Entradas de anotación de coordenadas
- - -
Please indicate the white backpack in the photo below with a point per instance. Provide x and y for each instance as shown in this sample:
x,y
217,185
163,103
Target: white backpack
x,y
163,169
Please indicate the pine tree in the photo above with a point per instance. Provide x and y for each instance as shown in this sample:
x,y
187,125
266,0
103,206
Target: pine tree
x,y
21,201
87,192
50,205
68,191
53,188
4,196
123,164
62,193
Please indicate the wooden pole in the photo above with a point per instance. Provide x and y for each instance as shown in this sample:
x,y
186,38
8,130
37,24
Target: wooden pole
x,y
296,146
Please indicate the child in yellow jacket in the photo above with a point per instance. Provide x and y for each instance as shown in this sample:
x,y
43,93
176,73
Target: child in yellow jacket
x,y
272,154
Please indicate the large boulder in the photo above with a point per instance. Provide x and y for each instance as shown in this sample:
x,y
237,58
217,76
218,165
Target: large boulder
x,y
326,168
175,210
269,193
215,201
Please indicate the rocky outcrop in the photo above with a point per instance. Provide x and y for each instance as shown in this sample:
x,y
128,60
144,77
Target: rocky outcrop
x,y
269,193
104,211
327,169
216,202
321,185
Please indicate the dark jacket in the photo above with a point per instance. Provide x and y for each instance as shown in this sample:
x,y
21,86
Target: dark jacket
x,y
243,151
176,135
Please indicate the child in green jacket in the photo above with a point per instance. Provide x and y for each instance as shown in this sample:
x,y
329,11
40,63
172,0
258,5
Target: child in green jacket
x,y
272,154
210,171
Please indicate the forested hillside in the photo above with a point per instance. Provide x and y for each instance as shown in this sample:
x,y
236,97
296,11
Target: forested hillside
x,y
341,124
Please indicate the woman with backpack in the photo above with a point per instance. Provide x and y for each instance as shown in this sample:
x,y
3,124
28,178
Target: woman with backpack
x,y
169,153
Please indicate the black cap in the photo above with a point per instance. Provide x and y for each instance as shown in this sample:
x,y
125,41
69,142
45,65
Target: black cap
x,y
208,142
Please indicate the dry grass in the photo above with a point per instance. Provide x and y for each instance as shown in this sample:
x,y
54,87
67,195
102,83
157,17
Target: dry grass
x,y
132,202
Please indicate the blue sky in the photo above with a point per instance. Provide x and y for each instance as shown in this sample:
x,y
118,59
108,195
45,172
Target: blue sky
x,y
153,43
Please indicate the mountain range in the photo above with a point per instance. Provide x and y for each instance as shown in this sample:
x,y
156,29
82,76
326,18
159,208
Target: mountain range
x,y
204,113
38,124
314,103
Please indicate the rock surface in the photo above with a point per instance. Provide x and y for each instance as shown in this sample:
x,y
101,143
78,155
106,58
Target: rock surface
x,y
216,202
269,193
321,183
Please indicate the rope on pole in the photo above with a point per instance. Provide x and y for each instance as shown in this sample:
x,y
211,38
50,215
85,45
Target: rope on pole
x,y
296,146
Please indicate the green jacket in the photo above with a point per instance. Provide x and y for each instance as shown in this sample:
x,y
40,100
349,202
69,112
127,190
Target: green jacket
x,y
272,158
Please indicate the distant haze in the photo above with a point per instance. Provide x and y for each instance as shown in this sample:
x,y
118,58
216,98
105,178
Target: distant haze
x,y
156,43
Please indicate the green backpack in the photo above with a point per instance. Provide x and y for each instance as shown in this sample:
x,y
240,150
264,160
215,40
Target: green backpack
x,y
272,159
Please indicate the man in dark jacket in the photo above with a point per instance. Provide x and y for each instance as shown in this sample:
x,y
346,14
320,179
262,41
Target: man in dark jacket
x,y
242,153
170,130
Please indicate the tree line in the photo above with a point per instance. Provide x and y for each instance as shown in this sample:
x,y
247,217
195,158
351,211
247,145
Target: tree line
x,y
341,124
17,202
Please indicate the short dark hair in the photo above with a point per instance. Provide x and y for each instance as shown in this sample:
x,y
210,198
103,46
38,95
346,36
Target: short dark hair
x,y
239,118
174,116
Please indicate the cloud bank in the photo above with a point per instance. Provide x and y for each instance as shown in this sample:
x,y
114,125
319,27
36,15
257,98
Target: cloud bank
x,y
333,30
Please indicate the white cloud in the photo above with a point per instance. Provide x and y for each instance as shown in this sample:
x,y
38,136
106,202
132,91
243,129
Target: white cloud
- - -
LA TAREA
Vuelve a escribir, por favor, todo lo que va desde la línea que contiene "Please indicate the tree" hasta el final del listado, sin omitir ninguna línea, y suma 142 a cada número de las coordenadas de respuesta. Las coordenadas de muestra del formato quedan sin cambios.

RESPUESTA AL EJERCICIO
Please indicate the tree line in the photo above with a point per instance. Provide x and y for each instance as shown in this sample:
x,y
247,217
195,158
351,211
247,145
Target: tree line
x,y
483,266
159,344
Please indicate the short dark hair in the photo above with a point per instance. Provide x and y for each instance as shown in this sample:
x,y
210,198
103,46
38,95
346,36
Target: short dark hair
x,y
381,260
316,258
Please indicate the cloud bank in the photo above with a point per instance. Provide x and y for each instance as shown in this sample:
x,y
114,125
319,27
36,15
257,98
Target: cloud bank
x,y
475,172
Please indicate the white cloud in the photo above with a point per instance. Provide x and y for each instance as shown in this sample:
x,y
38,136
106,202
132,91
243,129
Target: white cloud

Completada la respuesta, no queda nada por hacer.